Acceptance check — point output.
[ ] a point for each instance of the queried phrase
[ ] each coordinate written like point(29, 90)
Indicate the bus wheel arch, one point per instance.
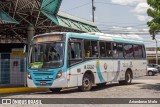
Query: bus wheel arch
point(87, 81)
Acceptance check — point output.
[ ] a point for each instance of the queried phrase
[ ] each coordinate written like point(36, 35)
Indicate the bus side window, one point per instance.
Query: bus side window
point(102, 49)
point(94, 49)
point(87, 48)
point(115, 53)
point(74, 53)
point(138, 51)
point(108, 49)
point(75, 50)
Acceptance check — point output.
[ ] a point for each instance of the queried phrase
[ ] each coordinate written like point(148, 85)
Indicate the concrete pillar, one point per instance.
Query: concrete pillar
point(30, 33)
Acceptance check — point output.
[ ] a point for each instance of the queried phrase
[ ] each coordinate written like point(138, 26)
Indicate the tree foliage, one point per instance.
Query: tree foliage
point(154, 12)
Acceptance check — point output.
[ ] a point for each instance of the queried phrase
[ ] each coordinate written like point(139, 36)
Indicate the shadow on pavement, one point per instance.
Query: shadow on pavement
point(155, 87)
point(76, 90)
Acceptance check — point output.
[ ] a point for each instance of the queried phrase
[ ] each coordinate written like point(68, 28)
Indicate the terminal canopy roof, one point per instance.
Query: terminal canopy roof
point(69, 21)
point(50, 8)
point(6, 19)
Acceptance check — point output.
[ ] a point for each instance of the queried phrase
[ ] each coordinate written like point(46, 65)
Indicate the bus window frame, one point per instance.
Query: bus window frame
point(79, 40)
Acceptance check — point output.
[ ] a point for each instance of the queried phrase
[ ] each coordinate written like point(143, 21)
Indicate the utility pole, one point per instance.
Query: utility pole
point(93, 10)
point(153, 37)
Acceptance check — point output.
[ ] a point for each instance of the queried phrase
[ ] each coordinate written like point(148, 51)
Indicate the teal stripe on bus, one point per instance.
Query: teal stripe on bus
point(127, 41)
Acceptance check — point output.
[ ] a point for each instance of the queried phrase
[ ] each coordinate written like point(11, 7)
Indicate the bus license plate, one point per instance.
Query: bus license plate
point(43, 83)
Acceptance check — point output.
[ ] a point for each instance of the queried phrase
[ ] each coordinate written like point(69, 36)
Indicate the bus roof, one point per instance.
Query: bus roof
point(133, 39)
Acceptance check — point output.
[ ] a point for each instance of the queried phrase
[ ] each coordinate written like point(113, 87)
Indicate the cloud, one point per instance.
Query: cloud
point(142, 17)
point(127, 2)
point(141, 8)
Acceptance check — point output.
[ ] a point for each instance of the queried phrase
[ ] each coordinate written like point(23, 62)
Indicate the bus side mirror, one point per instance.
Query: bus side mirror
point(24, 48)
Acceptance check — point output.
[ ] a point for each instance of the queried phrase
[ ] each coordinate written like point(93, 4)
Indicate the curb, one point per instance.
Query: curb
point(21, 89)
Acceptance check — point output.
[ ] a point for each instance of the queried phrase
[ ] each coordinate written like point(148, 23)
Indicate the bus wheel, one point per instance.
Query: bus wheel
point(86, 83)
point(101, 84)
point(55, 89)
point(128, 79)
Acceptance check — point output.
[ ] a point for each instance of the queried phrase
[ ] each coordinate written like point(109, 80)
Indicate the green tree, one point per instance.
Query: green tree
point(154, 12)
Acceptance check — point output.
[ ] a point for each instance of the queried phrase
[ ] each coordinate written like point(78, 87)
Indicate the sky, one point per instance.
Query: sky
point(114, 16)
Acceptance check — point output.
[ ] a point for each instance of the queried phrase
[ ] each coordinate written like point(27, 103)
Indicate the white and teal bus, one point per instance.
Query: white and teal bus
point(58, 60)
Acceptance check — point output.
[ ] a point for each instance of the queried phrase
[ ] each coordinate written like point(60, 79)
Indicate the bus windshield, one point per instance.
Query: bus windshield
point(46, 55)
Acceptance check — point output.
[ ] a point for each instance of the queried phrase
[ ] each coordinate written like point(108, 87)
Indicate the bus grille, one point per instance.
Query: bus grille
point(43, 77)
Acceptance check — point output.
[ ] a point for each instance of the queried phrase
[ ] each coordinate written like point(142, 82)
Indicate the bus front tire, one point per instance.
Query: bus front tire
point(86, 83)
point(128, 79)
point(101, 84)
point(55, 90)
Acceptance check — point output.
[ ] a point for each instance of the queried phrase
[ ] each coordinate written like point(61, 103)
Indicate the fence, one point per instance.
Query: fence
point(12, 70)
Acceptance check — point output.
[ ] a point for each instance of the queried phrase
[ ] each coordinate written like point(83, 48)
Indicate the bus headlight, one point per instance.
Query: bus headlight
point(29, 75)
point(59, 74)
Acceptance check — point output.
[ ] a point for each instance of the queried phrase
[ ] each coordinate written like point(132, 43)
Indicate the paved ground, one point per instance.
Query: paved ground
point(144, 87)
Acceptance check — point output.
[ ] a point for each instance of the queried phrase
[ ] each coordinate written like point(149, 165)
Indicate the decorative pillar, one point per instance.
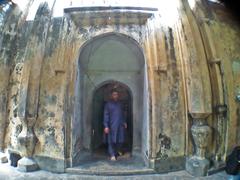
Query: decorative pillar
point(27, 140)
point(221, 111)
point(30, 87)
point(198, 164)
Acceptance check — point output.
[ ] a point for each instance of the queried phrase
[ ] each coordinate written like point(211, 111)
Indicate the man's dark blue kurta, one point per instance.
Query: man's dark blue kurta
point(114, 120)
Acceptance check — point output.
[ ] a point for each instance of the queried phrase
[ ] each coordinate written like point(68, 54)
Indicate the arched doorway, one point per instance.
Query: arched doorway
point(110, 57)
point(100, 97)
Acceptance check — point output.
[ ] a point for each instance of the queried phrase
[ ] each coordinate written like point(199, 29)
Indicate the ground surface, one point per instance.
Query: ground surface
point(9, 173)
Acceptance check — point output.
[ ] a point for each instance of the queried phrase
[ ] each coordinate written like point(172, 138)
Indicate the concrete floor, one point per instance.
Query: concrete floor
point(8, 172)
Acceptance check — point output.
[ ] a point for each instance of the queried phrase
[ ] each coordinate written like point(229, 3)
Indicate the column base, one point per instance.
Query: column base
point(3, 158)
point(197, 167)
point(27, 165)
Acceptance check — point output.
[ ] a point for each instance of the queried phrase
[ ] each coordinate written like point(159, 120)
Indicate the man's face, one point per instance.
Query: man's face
point(115, 96)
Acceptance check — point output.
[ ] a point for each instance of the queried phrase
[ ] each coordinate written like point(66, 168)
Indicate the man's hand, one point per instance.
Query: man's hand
point(106, 130)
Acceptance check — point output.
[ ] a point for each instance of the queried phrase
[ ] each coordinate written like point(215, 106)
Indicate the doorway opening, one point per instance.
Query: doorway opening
point(100, 97)
point(105, 61)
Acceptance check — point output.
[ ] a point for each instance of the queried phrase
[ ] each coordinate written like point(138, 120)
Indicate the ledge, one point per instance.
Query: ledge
point(103, 15)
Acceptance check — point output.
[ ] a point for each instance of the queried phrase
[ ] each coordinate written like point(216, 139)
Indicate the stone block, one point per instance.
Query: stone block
point(27, 165)
point(197, 167)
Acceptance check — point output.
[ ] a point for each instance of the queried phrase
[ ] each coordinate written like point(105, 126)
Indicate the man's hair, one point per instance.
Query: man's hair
point(114, 91)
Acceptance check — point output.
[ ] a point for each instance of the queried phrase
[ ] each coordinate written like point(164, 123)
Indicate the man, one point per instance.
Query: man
point(114, 125)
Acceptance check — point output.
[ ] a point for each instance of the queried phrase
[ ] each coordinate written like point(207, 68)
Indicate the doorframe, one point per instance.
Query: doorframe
point(76, 156)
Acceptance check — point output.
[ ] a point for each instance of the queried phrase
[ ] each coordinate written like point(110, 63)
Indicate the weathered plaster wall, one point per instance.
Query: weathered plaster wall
point(39, 62)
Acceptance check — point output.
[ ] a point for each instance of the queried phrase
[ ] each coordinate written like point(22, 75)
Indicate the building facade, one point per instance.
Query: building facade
point(178, 65)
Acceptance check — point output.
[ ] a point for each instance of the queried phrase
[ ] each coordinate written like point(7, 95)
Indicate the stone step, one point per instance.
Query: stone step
point(110, 172)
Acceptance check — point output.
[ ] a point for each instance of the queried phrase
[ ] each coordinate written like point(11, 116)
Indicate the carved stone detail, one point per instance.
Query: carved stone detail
point(27, 140)
point(221, 111)
point(198, 164)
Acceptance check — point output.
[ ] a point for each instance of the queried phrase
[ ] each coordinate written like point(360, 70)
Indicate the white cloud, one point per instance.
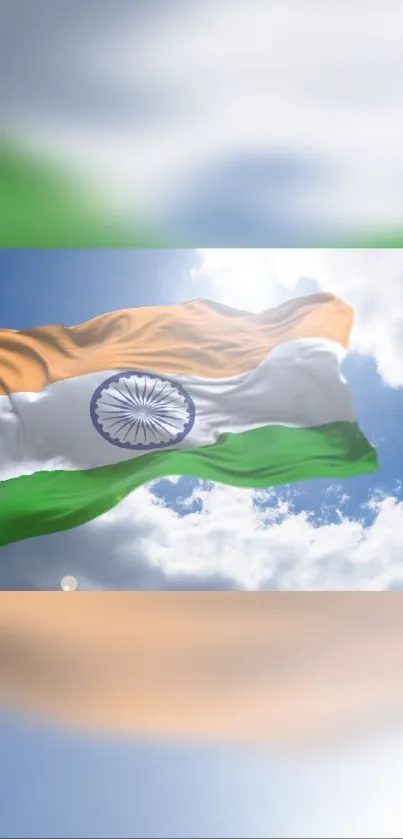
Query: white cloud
point(371, 280)
point(233, 536)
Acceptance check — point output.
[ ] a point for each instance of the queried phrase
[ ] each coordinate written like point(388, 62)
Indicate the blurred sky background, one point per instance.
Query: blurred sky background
point(183, 533)
point(55, 783)
point(211, 123)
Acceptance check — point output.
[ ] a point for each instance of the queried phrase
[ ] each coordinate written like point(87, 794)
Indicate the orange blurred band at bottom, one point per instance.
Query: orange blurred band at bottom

__Zadanie__. Zastąp „concrete pillar” przez „stone column” w wierszach od początku wykazu do wiersza z „point(30, 33)” włącznie, resztę pozostawiając bez zmian. Podaj tylko te wiersze, bez obrazów.

__Rozwiązanie__.
Acceptance check — point output.
[ ] a point for each instance of the queried phrase
[ ] each coordinate written like point(29, 90)
Indicate the bus wheel arch, one point per instance.
Query: bus wheel arch
point(87, 81)
Acceptance check — point output.
[ ] a point for each instance of the queried phrase
[ ] each coordinate written like point(36, 35)
Indicate the bus side window, one point per instance.
Query: bus side window
point(102, 49)
point(94, 49)
point(87, 48)
point(115, 53)
point(74, 53)
point(138, 51)
point(108, 49)
point(75, 50)
Acceptance check — point output.
[ ] a point for each instance of the queried phrase
[ ] each coordinate written like point(148, 85)
Indicate the stone column, one point per instance.
Query: stone column
point(30, 33)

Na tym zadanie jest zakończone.